Gather Your Ingredients

Gather Your Ingredients

But, Let’s start with first things first….Pancetta.

Sizzle Sizzle, Baby!!!

Sizzle Sizzle, Baby!!!

First, I sautéed up some diced Pancetta. You could sub bacon with no problem. I figure, what’s a better way to top your soup AND a wonderful grease to sauté your veggies in! I cooked the pancetta for a few minutes, then added in some diced red onion as well. Don’t add in the onion at the beginning bc it will burn before the pancetta is crispy!

Holy Mother of Yumminess

Holy Mother of Yumminess

When it’s ready, with a slotted spoon, place onto a paper towel to drain the excess grease. Be sure to leave as much fat as you can in the pot for the veggies. Then, if you live in my house……you must HIDE THE CRISPY HEAVENLY little bites from the kids and hubby, or by the time the soup is ready it will be gone. Seriously. That’s how good this stuff it. TIP: If you are a vegetarian or simply do not have bacon or pancetta, skip this step and just use a good quality EVOO to sauté the veggies in! No worries. While this heavenly concoction is cooking, prep and dice your veggies of choice. And, be sure to clean your leeks. I’ll show you how.

» **Your objective**:
Please resume the soup recipe above, picking up right after its final sentence.

Pointing and labeling entries:

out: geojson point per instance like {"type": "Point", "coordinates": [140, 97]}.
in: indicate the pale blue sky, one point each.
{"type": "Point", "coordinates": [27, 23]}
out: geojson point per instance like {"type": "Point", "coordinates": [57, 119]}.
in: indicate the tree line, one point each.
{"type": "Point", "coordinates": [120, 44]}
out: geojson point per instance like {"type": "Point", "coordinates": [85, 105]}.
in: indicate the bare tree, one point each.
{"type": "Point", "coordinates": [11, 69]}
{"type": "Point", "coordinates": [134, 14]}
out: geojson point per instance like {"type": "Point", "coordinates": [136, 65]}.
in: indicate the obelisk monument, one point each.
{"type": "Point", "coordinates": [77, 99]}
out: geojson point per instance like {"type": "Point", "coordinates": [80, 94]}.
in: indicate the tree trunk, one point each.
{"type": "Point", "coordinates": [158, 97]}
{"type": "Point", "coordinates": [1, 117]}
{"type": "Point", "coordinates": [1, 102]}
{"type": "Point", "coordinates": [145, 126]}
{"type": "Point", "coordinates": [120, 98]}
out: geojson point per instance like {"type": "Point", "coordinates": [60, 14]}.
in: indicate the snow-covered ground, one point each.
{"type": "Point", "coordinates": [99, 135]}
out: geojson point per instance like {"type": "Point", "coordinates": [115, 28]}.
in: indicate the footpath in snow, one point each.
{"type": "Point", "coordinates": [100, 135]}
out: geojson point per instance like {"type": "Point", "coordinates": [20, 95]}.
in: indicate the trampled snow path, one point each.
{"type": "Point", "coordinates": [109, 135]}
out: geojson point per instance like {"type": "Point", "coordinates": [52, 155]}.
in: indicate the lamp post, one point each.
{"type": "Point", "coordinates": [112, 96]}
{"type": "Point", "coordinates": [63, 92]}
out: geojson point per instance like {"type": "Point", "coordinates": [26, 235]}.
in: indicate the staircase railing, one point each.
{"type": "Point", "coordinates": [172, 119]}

» **Exercise result**:
Sliced Leeks in Water

Sliced Leeks in Water

Leeks contain a ton of dirt and sand and you want to make sure to get all of that grit OUT! There is a pretty simple method to do this. Fill a large bowl with cold water. Thinly slice the leeks using only the bottom white and light green parts. Throw the top stems into the compost! Put the slices into the water and toss with your fingers for a second to separate the pieces. Let them sit for a few minutes. The grit will sink to the bottom of the bowl and the leeks will float on top. Scoop out the leeks and voila, clean leeks! You are ready to go!

Look at the beautiful colors!

Look at the beautiful vibrant colors!

Get your Pancetta fat filled pan and sauté the rainbow of veggies in that deliciousness. Again, use what you got! This is not a normal boring potato soup. I like to include as many veggies as I can for that rustic look and superb flavor. I used carrots, celery, red onion, leeks, and a variety of peppers (serrano, red, poblano, banana). Slice ’em and dice ’em however you like! Sauté over Med-High Heat. Meanwhile, while your veggies are softening, cube your potatoes.

This is how you do it!

This is how you do it!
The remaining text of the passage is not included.